▶ [Tarefa obrigatória 1]
Diga se cada afirmação concorda com o excerto sobre a Zona Euro: (a) o Reino Unido faz parte da Zona Euro; (b) na Zona Euro, 19 países partilham a mesma moeda; (c) o excerto afirma que a Zona Euro irá desmoronar-se. Responda sim ou não a cada uma e cite as palavras do excerto que decidem a resposta.
▶ [Tarefa obrigatória 2]
Copie sem alterações a parte do excerto sobre a Zona Euro que começa em "É um erro pensar" e segue até "outros 27 Estados-membros.".

▶ [Excerto do texto]

# # #

Não menos importante do que a União Europeia no seu todo é a Zona Euro, o seu núcleo central: um sistema federalista, em que 19 países partilham a mesma moeda, o Euro, e um Banco Central que gere a política monetária única.
É um erro pensar que a Zona Euro irá desmoronar-se. As consequências para um país da saída da Zona Euro são tão negativas que eu não consigo imaginar que um Governo ouse tomar uma tal decisão.
O Reino Unido pertence à União Europeia, mas não ao grupo de países da Zona Euro, onde a integração económica e financeira é muito mais profunda. Mesmo assim, as negociações do Brexit serão muito difíceis e, como vários líderes de opinião britânicos reconhecem, os custos serão muito maiores para o Reino Unido do que para os outros 27 Estados-membros.
A tendência tem sido para fortalecer a União Económica e Monetária e estou convencido de que, no futuro, mais Estados-membros integrarão a Zona Euro.
Tendo sido Primeiro-Ministro de Portugal durante os primeiros dez anos da sua adesão à União Europeia e tendo participado nas negociações do Tratado que criou a União Económica e Monetária, conheço bem as razões que levaram a esta grande realização e a importância do seu papel no sistema financeiro internacional. O Euro é já uma moeda global de pagamento em paralelo com o dólar.

# # #

▶ [Itens listados]
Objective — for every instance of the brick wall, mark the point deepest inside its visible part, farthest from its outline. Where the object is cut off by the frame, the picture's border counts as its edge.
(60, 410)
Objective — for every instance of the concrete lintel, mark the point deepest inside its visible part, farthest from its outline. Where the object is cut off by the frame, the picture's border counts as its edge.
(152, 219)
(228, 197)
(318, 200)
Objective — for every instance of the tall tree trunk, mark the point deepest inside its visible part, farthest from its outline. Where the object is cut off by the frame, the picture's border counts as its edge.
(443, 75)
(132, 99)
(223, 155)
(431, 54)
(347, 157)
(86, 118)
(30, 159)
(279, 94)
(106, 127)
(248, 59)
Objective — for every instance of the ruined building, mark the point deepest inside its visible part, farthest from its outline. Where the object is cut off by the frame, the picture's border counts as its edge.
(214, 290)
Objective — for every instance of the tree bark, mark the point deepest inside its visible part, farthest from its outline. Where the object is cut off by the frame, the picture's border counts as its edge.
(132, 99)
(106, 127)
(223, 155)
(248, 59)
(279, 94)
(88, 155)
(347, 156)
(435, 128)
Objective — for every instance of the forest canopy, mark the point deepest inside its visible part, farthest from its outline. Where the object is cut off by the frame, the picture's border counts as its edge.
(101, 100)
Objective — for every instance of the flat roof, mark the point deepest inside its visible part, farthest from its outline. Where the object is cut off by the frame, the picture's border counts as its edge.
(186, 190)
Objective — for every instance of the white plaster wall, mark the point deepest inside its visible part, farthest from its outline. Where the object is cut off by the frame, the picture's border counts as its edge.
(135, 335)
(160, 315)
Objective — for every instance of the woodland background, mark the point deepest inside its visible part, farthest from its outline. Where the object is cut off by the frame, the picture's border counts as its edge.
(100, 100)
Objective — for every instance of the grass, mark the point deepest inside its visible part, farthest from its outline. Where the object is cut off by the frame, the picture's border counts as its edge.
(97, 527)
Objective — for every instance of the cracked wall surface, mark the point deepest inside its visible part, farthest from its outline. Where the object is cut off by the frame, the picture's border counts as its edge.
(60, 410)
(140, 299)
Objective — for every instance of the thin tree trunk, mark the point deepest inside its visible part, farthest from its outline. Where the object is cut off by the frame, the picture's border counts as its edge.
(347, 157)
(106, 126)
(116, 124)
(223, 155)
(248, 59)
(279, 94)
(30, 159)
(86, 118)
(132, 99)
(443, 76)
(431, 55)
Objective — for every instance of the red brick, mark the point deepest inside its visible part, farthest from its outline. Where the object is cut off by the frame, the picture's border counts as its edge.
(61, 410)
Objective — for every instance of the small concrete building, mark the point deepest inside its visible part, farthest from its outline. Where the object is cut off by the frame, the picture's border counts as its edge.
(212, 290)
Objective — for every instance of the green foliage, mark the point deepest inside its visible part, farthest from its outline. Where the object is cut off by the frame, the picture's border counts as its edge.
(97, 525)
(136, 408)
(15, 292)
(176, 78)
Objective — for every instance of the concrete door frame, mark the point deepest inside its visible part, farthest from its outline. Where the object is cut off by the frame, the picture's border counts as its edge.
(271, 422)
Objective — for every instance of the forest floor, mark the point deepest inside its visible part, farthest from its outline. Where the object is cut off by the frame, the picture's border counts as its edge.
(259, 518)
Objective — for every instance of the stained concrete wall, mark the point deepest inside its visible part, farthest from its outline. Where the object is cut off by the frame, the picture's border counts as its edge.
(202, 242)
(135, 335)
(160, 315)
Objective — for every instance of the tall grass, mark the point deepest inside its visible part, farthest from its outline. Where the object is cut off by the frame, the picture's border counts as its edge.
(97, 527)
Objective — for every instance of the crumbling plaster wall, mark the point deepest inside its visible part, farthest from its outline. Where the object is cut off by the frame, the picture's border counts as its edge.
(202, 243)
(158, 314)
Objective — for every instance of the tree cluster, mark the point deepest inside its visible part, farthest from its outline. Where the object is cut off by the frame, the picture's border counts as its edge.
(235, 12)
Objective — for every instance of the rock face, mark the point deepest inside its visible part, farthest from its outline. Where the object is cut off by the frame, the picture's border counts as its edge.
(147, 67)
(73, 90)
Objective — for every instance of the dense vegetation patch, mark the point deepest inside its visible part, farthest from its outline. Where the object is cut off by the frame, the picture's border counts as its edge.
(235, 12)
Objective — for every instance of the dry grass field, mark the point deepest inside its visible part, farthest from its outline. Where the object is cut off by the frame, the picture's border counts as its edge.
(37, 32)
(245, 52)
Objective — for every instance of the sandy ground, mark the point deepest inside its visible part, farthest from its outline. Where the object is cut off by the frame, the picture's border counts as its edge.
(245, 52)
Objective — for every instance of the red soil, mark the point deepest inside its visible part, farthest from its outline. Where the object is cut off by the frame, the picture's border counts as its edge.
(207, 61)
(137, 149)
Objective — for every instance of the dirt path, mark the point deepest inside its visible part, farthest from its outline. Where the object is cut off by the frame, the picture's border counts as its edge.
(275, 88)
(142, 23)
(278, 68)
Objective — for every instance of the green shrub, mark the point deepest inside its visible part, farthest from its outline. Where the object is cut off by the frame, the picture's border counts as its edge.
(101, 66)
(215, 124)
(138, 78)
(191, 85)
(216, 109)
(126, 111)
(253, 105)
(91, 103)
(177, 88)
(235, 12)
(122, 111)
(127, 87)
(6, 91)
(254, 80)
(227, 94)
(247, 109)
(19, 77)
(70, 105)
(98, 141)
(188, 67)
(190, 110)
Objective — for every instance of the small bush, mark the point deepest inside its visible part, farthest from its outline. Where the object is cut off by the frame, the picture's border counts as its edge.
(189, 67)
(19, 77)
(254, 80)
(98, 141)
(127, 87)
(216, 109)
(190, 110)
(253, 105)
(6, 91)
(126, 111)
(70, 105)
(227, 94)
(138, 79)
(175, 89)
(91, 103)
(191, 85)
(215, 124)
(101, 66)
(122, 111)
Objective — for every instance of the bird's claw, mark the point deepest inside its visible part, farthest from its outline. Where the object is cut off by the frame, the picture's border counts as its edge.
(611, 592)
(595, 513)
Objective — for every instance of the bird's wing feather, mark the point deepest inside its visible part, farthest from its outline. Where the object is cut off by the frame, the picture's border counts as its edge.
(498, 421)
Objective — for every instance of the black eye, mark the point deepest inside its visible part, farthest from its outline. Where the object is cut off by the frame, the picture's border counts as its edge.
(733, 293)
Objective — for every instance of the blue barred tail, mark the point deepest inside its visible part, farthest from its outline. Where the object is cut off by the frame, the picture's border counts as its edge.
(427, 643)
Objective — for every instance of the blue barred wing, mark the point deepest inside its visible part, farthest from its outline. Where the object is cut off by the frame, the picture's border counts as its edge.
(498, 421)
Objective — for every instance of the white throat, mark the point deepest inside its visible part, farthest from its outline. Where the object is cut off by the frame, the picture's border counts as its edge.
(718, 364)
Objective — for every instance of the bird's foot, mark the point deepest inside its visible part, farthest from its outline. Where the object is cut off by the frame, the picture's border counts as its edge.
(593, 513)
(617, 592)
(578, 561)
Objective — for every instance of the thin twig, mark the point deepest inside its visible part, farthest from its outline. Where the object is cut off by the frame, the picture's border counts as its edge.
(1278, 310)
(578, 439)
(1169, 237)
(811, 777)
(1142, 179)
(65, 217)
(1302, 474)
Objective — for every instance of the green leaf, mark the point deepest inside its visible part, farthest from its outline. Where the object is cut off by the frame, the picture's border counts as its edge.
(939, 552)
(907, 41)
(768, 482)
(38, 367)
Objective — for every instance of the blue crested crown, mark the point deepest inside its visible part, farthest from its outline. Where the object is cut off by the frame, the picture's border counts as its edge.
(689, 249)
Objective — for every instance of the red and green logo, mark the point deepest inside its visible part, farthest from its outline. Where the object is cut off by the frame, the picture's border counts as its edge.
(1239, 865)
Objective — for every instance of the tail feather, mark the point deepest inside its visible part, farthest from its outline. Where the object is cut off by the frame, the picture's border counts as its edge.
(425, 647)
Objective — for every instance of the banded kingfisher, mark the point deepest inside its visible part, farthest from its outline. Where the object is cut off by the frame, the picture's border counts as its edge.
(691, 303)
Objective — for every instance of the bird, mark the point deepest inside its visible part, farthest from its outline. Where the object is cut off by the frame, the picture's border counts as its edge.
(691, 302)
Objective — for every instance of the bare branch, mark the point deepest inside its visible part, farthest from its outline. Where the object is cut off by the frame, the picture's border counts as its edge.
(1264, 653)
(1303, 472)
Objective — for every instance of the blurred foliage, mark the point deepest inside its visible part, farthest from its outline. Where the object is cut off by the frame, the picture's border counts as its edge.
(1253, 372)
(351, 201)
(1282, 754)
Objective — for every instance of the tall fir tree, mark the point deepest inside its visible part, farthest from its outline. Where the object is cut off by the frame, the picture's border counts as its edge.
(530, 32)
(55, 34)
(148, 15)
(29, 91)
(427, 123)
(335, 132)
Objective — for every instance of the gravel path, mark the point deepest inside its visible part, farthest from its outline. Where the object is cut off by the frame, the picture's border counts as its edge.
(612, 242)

# # #

▶ [Resposta completa 1]
(a) Não: "O Reino Unido pertence à União Europeia, mas não ao grupo de países da Zona Euro"
(b) Sim: "19 países partilham a mesma moeda, o Euro"
(c) Não: "É um erro pensar que a Zona Euro irá desmoronar-se."

▶ [Resposta completa 2]
É um erro pensar que a Zona Euro irá desmoronar-se. As consequências para um país da saída da Zona Euro são tão negativas que eu não consigo imaginar que um Governo ouse tomar uma tal decisão.
O Reino Unido pertence à União Europeia, mas não ao grupo de países da Zona Euro, onde a integração económica e financeira é muito mais profunda. Mesmo assim, as negociações do Brexit serão muito difíceis e, como vários líderes de opinião britânicos reconhecem, os custos serão muito maiores para o Reino Unido do que para os outros 27 Estados-membros.